STATED TASK
Reproduce the records below in their entirety, character for character.
▼
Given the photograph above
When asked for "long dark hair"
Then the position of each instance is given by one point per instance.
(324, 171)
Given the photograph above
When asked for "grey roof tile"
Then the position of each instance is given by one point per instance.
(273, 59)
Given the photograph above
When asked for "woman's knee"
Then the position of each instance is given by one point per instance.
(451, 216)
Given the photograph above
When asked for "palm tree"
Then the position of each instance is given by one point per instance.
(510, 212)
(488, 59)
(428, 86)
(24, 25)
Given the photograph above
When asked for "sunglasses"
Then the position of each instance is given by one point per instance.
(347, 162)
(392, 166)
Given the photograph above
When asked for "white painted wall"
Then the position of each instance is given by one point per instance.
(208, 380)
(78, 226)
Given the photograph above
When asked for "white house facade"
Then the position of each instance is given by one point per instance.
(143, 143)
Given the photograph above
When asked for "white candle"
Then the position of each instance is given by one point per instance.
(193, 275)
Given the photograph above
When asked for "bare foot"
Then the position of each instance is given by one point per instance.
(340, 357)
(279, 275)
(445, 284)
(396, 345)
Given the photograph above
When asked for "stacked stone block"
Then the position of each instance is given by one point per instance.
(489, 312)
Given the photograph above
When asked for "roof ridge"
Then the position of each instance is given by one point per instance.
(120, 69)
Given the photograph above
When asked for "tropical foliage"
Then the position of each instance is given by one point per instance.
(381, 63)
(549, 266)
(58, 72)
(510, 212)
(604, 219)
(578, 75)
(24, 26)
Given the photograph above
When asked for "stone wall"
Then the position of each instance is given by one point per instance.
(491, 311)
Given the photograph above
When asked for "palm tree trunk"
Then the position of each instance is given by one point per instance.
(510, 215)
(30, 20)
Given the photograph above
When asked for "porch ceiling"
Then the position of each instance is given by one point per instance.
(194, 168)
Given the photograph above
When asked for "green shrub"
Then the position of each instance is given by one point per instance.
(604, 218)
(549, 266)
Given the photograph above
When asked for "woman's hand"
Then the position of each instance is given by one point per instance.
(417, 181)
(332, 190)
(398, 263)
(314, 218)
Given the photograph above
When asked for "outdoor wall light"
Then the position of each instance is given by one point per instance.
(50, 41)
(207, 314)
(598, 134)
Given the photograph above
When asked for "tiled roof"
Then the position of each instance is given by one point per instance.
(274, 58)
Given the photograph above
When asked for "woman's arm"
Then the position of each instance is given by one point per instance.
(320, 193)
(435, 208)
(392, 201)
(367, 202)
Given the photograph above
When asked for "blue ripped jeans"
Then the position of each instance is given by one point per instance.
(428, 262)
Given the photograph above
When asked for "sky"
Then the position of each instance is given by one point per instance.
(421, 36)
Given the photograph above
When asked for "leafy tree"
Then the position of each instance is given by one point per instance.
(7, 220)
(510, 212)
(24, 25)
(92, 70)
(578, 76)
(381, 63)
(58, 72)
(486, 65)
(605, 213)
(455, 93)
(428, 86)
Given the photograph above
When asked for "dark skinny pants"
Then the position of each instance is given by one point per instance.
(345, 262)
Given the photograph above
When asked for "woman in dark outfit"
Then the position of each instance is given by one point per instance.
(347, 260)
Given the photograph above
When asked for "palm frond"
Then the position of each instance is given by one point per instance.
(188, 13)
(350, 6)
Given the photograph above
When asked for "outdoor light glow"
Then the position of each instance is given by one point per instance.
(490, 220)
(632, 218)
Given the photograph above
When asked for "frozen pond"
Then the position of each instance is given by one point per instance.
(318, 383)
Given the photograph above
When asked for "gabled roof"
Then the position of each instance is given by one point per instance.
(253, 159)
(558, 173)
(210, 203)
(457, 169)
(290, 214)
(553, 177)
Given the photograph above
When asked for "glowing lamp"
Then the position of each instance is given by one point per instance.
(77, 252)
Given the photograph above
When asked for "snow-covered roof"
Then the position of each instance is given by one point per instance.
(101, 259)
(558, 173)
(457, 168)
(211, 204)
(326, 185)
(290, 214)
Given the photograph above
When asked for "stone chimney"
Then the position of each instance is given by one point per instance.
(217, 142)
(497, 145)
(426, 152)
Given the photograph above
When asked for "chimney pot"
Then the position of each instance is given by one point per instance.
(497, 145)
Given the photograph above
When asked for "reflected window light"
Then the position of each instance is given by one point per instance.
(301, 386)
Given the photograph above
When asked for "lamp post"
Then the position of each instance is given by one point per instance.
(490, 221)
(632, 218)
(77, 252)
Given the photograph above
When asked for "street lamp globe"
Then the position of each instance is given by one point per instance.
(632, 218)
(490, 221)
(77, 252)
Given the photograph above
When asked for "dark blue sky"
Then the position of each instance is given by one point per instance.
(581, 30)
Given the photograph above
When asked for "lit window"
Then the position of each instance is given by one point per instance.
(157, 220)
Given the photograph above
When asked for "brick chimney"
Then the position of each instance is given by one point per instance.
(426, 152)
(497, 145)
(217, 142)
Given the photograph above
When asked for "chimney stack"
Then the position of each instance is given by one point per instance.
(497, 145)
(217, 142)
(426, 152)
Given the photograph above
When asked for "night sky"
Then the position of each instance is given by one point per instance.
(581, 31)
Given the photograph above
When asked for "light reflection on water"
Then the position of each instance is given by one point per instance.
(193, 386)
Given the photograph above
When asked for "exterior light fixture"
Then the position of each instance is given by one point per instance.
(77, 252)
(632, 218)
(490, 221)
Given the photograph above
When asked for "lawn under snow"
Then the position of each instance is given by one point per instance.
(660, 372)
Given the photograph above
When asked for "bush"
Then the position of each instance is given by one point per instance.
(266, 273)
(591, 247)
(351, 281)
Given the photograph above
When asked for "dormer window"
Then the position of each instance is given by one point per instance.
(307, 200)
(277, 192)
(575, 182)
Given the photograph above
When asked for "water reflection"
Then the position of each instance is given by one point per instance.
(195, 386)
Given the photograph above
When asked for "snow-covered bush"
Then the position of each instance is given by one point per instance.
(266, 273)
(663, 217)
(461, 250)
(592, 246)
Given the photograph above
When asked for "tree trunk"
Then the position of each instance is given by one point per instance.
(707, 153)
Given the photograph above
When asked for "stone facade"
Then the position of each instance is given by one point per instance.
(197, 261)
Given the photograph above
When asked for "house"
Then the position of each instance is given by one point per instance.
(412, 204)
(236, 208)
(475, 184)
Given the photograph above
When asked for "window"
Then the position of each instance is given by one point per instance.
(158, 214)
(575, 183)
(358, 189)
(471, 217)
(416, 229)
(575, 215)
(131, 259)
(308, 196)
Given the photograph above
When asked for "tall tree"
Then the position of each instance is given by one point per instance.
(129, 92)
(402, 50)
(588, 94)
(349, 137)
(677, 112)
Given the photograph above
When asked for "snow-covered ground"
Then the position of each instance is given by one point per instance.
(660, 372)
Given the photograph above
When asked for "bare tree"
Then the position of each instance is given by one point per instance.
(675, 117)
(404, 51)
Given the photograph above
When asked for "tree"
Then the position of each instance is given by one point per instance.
▲
TASK RESULT
Given the photograph above
When asked for "long dark hair"
Then the position of each instance is given by one point per instance.
(324, 171)
Given the photograph above
When asked for "grey roof tile"
Then the position of each instance is given by one point per instance.
(273, 59)
Given the photograph above
When asked for "woman's knee"
Then the position of each instance is given by one point per instance.
(451, 216)
Given the photograph above
When asked for "palm tree"
Then the position of each instance is given by one point per instance.
(510, 212)
(488, 59)
(428, 86)
(24, 25)
Given the photograph above
When asked for "sunglasses"
Then the position of each instance is given by one point per instance.
(347, 162)
(392, 166)
Given the photograph above
When asked for "white painted wall"
Then the position of each instance is given by one point per instance.
(208, 380)
(78, 226)
Given the photograph above
When asked for "white house facade"
Then the position of each instance is given by one point per instance.
(143, 143)
Given the photograph above
When asked for "white candle"
Then the position of each instance is given by one point per instance.
(193, 275)
Given the photograph above
When asked for "bare foot"
Then the position of each instance is given by one point per instance.
(340, 357)
(279, 275)
(445, 284)
(396, 345)
Given the photograph above
When asked for "stacked stone block"
Then the position of each instance is given by one point per instance.
(489, 312)
Given the photograph above
When asked for "roof ridge"
Then the position of each instance is given by one point per instance.
(120, 69)
Given the photograph above
When asked for "tropical foliage"
Then the position of each instance is given by one point per instance.
(381, 63)
(549, 266)
(58, 72)
(510, 212)
(604, 219)
(578, 75)
(24, 26)
Given the photograph above
When asked for "stone wall"
Then the position of each instance is given by one point per instance.
(491, 311)
Given the photograph above
When asked for "palm tree trunk"
Then the position of each instance is given by one point per instance.
(510, 215)
(30, 20)
Given the photograph above
When asked for "porch ceiling"
Then the position of each instance is given by one point per instance.
(194, 168)
Given the photograph above
When asked for "green shrub"
Then the position of each instance is given by one point per instance.
(604, 218)
(549, 266)
Given the photograph above
When asked for "woman's hand"
Then the position of each instance is given by one point per instance.
(417, 181)
(332, 190)
(398, 263)
(314, 218)
Given the photograph above
When asked for "outdoor wall light"
Then the position of each instance is given by one point per instance.
(50, 41)
(207, 314)
(598, 134)
Given the photograph above
When asked for "tiled roof"
Then the position of each instance is given by one point per instance.
(274, 58)
Given the photograph above
When asked for "woman's arm"
Then the position of each instance is given by one point per instance.
(320, 193)
(435, 208)
(392, 201)
(367, 202)
Given the photograph above
When asked for "blue ripped jeans"
Then the position of each instance is given by one point per instance.
(428, 262)
Given the photograph above
When asked for "sky"
Then the position of each instance is given by one point per instance.
(421, 36)
Given the photograph above
When asked for "leafy tree"
Then the position of each instance is given by one point per instance.
(7, 220)
(510, 212)
(24, 25)
(92, 70)
(578, 76)
(381, 63)
(58, 72)
(486, 65)
(605, 213)
(455, 93)
(428, 86)
Given the photograph above
When asked for "dark skinny pants"
Then the position of each instance is given by one point per instance.
(345, 262)
Given the photograph above
When asked for "woman in dark outfit"
Then the position of each instance is given by one point per instance.
(347, 260)
Given the photograph above
When asked for "palm frond"
Then the position of each instance is given by one point per instance.
(188, 13)
(350, 6)
Given the photograph above
When asked for "outdoor light glow"
Then the position of each instance is given by one point per instance.
(490, 220)
(632, 218)
Given the photograph above
When asked for "frozen pond"
Then the position of each instance is given by one point per instance.
(318, 383)
Given the photograph above
When asked for "gabled roof"
Then the position of each instance is given by one point per instance.
(253, 159)
(558, 173)
(210, 203)
(457, 169)
(290, 214)
(553, 177)
Given the photograph above
When asked for "glowing lamp"
Then the position of each instance is given by one point per instance.
(77, 252)
Given the photograph above
When asked for "snow-covered roof"
Then the position of each instance is given by one point per instance.
(101, 259)
(558, 173)
(457, 168)
(211, 204)
(326, 185)
(290, 214)
Given the photograph above
When asked for "stone chimney"
Then the position of each instance is given by one point per instance.
(217, 142)
(497, 145)
(426, 152)
Given the photograph above
When asked for "chimney pot"
Then the position of each instance is given by one point per instance.
(497, 145)
Given the photograph above
When asked for "reflected window light"
Then the position of each instance is given by one point per instance.
(301, 386)
Given the photograph above
When asked for "lamp post"
Then the position of each instance is given by one point per instance.
(490, 221)
(632, 218)
(77, 252)
Given the photograph above
When asked for "street lamp globe"
Then the position of each instance is given by one point per instance.
(632, 218)
(490, 221)
(77, 252)
Given the photograph above
When asked for "dark blue sky"
Then the position of each instance is given by one point per instance.
(581, 30)
Given the photograph above
When asked for "lit window"
Then the position of each instance is given by one point per instance.
(157, 220)
Given the photograph above
When asked for "brick chimney"
Then the position of each instance is given by one point per instance.
(426, 152)
(497, 145)
(217, 142)
Given the photograph above
When asked for "chimney stack"
Then the position of each instance is given by one point per instance.
(497, 145)
(217, 142)
(426, 152)
Given the photograph above
When asked for "night sky"
Then the position of each instance is given by one point per instance.
(581, 31)
Given the photograph above
When asked for "light reflection on water"
Then the position of each instance is given by one point per instance.
(193, 386)
Given the photograph above
When asked for "exterior light fixture"
Then the position of each instance is given by one point per instance.
(77, 252)
(632, 218)
(490, 221)
Given the photograph above
When asked for "lawn under snow"
Then the position of each instance is given by one point per instance.
(660, 372)
Given the photograph above
When asked for "bush"
Then the position of each instance is given by one point per instance.
(266, 273)
(591, 247)
(351, 281)
Given the photograph above
When asked for "dormer window"
Then the position of each instance is given by one point per instance.
(307, 200)
(277, 192)
(575, 182)
Given the photograph above
When asked for "water reflection"
Then the position of each instance is given by one point per instance.
(195, 386)
Given the photograph above
When asked for "snow-covered bush"
Then the position of each instance is given by one point per instance.
(266, 273)
(663, 217)
(461, 250)
(592, 246)
Given the photograph above
When asked for "tree trunk"
Then the position of each instance is given by one point per instance.
(707, 153)
Given the photograph above
When asked for "stone facade"
Then the position of each instance is given by one point per instance.
(197, 261)
Given the photograph above
When asked for "house"
Then the position of each instance is given by one point per instance.
(412, 204)
(236, 208)
(475, 184)
Given the photograph above
When asked for "window"
Then the position of each instance is given by one point per instance.
(158, 214)
(575, 183)
(358, 189)
(471, 217)
(416, 229)
(575, 215)
(131, 259)
(308, 196)
Given the photograph above
When asked for "tall tree"
Then the position of each instance is given by one point per instance.
(129, 92)
(402, 50)
(588, 94)
(349, 137)
(677, 112)
Given the photograph above
When asked for "snow-covered ground"
Then the position of each instance is given by one point per instance.
(660, 372)
Given the photograph above
When asked for "bare tree"
Then the position of each instance is given by one point per instance.
(675, 117)
(404, 51)
Given the photograph above
When asked for "tree"
Then the position of each instance is given by one point per instance.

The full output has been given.